Aufgabenstellung: Schreibe die folgende Opernkritik zu Giordanos Fedora an der Met im Anschluss an ihren letzten Satz weiter.

Vorgegebener Text:
Andrea Chéniers kleine Schwester Fedora mit Sonya Yoncheva und Piotr Beczala an der Met

16. Januar 2023

Rubrik Oper

©Met Opera New York/ Ken Howard

Selten auf die Opernbühnen der Welt gebracht und dennoch eine Verismo-Praline der Superlative! Umberto Giordanos Fedora ist ein so satter Hörgenuss und ein gleichermaßen packendes Opernepos, dass man des Komponisten vermeintlich grandiosestes Werk Andrea Chénier glatt dafür vergessen könnte.

 

Zwar nur für einen hoch konzentrierten Opernabend lang. Jedoch wünschte man sich innigst, diese besondere Verismo-Perle würde deutlich öfter und in einem überdurchschnittlich starbesetzten Künstlerarrangement dargeboten.

Gespeicherte Daten:
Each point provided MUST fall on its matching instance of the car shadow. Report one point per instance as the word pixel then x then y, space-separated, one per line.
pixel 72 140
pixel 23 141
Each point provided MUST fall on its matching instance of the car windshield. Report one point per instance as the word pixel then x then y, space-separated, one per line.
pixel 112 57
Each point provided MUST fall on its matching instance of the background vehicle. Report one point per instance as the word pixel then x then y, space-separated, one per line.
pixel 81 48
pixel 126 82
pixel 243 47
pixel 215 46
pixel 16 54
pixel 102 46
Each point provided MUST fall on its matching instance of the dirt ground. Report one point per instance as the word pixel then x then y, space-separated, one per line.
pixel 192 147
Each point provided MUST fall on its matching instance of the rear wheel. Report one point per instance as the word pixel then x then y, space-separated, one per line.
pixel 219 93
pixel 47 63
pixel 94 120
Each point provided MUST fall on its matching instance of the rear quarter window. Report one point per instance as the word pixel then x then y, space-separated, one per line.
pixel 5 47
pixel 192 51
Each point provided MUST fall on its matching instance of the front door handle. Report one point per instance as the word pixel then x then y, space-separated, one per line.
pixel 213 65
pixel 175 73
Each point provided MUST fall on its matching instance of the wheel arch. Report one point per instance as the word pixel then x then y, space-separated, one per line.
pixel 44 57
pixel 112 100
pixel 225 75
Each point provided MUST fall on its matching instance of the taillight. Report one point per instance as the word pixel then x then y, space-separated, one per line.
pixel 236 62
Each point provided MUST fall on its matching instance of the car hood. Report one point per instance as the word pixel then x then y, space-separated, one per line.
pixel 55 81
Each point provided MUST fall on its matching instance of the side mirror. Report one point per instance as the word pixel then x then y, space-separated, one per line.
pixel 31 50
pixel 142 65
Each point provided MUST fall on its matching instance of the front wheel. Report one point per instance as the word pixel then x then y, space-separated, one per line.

Endgültige Antwort:
Nach 25 Jahren Abstinenz vom größten aller Opernhäuser der Welt hat sich die Met in New York ein aufrichtiges Herz gefasst und das Liebesdrama mit spannungsgeladen dramatischen Höhepunkten im Angesicht einer nostalgieverliebten, historiengetreuen Inszenierung des Briten David Mc Vicar auf die Bühne gebracht.

 

Ein musikalisches Fest für die Sinne: Traumverlorene Melodien, überschwappend lodernde Leidenschaft verortet an drei nicht konträrer gewählten Standorten im Europa des 19. Jahrhunderts.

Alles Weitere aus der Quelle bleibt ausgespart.